● PASSAGE SHOWN:
---+---

## Stream: general

### Topic: Verifying a deterministic algorithm

#### Kevin Buzzard (Apr 03 2020 at 12:08):

Let's say that someone ports a random number generator to Lean where you can seed it (default seed is 37) and then it just gives you a function from nat to real or nat to the nats which are at most N or whatever. Using this someone could formalise an algorithm like Miller Rabin and then this could be a pseudo primality checker for large numbers. But how could one formalise the assertion that "the miller rabin test tried with 100 randomly generated primes will give the right answer with probability 99.99999999%"?

#### Kevin Buzzard (Apr 03 2020 at 12:09):

I mean, formalising the things mathematicians say when they justify these sorts of claims

#### Gabriel Ebner (Apr 03 2020 at 12:11):

The assertion is just a statement about the probability of a certain set (where the seed is a (uniformly distributed) random variable).

#### Kevin Buzzard (Apr 03 2020 at 12:12):

Maybe there's some function which eats a proposition depending on a stream input and returns a number between zero and one which we never compute

#### Kevin Buzzard (Apr 03 2020 at 12:14):

I see, and I can then prove that the probability you pass for a given input is at least 3/4 or whatever

#### Kevin Buzzard (Apr 03 2020 at 12:15):

Without ever explicitly computing it

#### Gabriel Ebner (Apr 03 2020 at 12:23):

It's been some time since I've looked at Miler-Rabin. IIRC (and read wikipedia), then in order to check that $n$ is prime, you check for a random $a < n$ that $a^d \not\equiv 1 (n)$ and $a^{2^r d} \not\equiv -1$ for all $r < s$ where $n-1 = 2^sd$. The number $n$ is prime iff no such $a$ exists. If $n$ is not prime, the probability of picking such an $a$ is at least $3/4$.

---+---

● EXERCISE A: Reproduce the part of the thread that begins at the words "I see, and I" and stops after the words "at least $3/4$.".
The records that follow are unrelated to the thread.

---+---

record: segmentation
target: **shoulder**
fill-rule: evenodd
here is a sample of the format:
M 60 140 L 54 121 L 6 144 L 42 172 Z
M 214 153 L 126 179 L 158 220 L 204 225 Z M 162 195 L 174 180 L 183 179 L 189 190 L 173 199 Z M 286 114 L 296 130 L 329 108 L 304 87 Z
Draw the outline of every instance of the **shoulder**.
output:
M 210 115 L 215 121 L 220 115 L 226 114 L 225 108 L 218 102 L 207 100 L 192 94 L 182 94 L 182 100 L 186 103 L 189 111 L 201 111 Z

---+---

● EXERCISE B: Transcribe every line of the records verbatim.

● CORRECT RESULT A:
I see, and I can then prove that the probability you pass for a given input is at least 3/4 or whatever

#### Kevin Buzzard (Apr 03 2020 at 12:15):

Without ever explicitly computing it

#### Gabriel Ebner (Apr 03 2020 at 12:23):

It's been some time since I've looked at Miler-Rabin. IIRC (and read wikipedia), then in order to check that $n$ is prime, you check for a random $a < n$ that $a^d \not\equiv 1 (n)$ and $a^{2^r d} \not\equiv -1$ for all $r < s$ where $n-1 = 2^sd$. The number $n$ is prime iff no such $a$ exists. If $n$ is not prime, the probability of picking such an $a$ is at least $3/4$.

● CORRECT RESULT B:
record: segmentation
target: **shoulder**
fill-rule: evenodd
here is a sample of the format:
M 60 140 L 54 121 L 6 144 L 42 172 Z
M 214 153 L 126 179 L 158 220 L 204 225 Z M 162 195 L 174 180 L 183 179 L 189 190 L 173 199 Z M 286 114 L 296 130 L 329 108 L 304 87 Z
Draw the outline of every instance of the **shoulder**.
output:
M 210 115 L 215 121 L 220 115 L 226 114 L 225 108 L 218 102 L 207 100 L 192 94 L 182 94 L 182 100 L 186 103 L 189 111 L 201 111 Z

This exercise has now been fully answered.